··· Text
Beim Übersetzen, ich musste mich erst jüngst wieder schmerzlich daran erinnern lassen, zahlt es sich aus, gerade immer wieder mal die Dinge nachzuschlagen, die man zu wissen meint. Es ist dies eine an sich feste Regel, die man im Eifer des Gefechts – den ganzen lieben langen Tag nachschlagen! – immer weder mal gern vergisst. Auch wenn sie einen hundert mal vor peinlichen Schnitzern bewahrt hat. Aber natürlich gibt es bei jeder Übersetzung nicht zu knapp Neues nachzuschlagen – da meint man schon mal, man könne sich die ollen Kamellen sparen. Zuweilen freilich ergibt die Lösung bei der Durchsicht des Absatzes im Kontext dessen, was man gerade übersetzt, schlicht keinen Sinn.

So verhielt es sich denn mit einem Artikel, den ich eben zu übersetzen hatte, und in dem von einem »Bush moment« die Rede. Es hieß da:

Remember that old witticism of the neocons of the ascendant Bush moment back in 2003: “Everyone wants to go to Baghdad.  Real men want to go to Tehran”?1

Nun scheint man ja unter einem »Bush moment« jene Augenblicke zu verstehen, in denen es beim vorletzten ‚kanischen Präsidenten mal kurz aussetzte. Der Begriff »Bushism« scheint in diesem Zusammenhang wohl bekannter zu sein.
······
··· Bereitgestellte Daten
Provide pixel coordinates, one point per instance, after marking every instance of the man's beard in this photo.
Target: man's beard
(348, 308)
······
Aufgabe 1:
Beantworten Sie bitte diese Fragen zum Text über das Übersetzen:
(a) Was zahlt sich beim Übersetzen laut Text aus?
(b) Welche Jahreszahl nennt das zitierte Bonmot der Neokonservativen?
(c) Welcher Begriff scheint im Zusammenhang mit »Bush moment« bekannter zu sein?
Aufgabe 2:
Schreiben Sie die Fortsetzung des Textes über das Übersetzen im Anschluss an seinen letzten Satz.
Die Daten sind eigenständiges Material und gehören nicht zum Text.

Lösung 1:
(a) Gerade die Dinge immer wieder nachzuschlagen, die man zu wissen meint.
(b) 2003.
(c) Der Begriff »Bushism«.

Lösung 2:
Um nur ein Beispiel zu nennen:

Obama’s Bush Moment: “Larry Summers did a heckuva job.” That phrase will go down in history along side George W. Bush’s “heckuva job, Brownie” after the Katrina fiasco. scottystarnes.wordpress.com, 2010

Hin und wieder wird denn auch unnötigerweise doppelt gemoppelt wie etwa wenn von einem »embarrassing Bush moment« die Rede ist; ein »Bush moment« ist per definitionem peinlich. Wie auch immer, diese Augenblicke summierten sich im Lauf der Jahre zum Klischee, das in einer Sammlung analog etwa zu Ostfriesenwitzen aufging. »What’s your favourite Bush moment?« ist die Frage, die das am besten auf den Punkt bringt.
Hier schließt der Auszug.